[Point-per-instance localization data]
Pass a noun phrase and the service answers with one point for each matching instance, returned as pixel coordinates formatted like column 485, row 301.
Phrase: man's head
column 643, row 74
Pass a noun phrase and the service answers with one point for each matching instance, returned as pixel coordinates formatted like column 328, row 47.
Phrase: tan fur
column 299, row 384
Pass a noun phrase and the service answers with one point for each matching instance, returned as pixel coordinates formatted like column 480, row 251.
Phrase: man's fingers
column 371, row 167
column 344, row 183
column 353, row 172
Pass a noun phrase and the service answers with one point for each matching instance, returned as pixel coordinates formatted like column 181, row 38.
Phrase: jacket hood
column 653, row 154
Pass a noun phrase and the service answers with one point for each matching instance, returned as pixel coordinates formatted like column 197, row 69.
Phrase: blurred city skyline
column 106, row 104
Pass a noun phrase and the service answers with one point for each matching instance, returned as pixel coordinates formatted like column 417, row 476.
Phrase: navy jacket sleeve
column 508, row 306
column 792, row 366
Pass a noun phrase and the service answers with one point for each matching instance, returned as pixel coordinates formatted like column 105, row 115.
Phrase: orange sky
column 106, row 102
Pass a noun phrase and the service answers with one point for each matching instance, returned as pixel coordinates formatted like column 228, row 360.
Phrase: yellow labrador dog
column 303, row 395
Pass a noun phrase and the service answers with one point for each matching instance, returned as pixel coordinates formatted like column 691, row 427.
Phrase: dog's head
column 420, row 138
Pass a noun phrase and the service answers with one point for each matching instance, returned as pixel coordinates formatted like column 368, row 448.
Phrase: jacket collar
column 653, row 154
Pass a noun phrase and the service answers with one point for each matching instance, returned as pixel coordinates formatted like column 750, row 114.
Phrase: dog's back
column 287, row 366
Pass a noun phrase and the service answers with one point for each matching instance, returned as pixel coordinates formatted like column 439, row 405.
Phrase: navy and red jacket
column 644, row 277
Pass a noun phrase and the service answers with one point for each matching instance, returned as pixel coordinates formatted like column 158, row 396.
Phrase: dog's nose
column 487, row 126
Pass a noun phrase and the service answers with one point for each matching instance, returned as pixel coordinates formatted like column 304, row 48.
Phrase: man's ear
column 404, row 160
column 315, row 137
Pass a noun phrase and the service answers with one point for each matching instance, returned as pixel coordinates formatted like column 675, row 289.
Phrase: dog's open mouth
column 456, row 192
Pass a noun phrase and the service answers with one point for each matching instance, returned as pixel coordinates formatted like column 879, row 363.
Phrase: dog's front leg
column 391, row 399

### WHAT THE EXERCISE ASKS
Write out only the lines that run from the line containing "Phrase: dog's back" through the line containing "675, row 289.", both included, exactly as they appear above.

### RESPONSE BOX
Phrase: dog's back
column 287, row 366
Pass a noun phrase and the service answers with one point for each matching instance, returned as pixel coordinates formatted like column 439, row 405.
Phrase: navy and red jacket
column 644, row 277
Pass a noun phrase and the service answers with one point for each matching instance, returned as pixel coordinates formatted like column 158, row 396.
Phrase: dog's nose
column 487, row 126
Pass a noun phrase and the service answers with one point for each matching instance, returned as pixel coordinates formatted like column 304, row 48.
Phrase: man's ear
column 404, row 160
column 315, row 137
Pass a noun phrase and the service answers with one point for each matching instance, returned as pixel coordinates formatted like column 675, row 289.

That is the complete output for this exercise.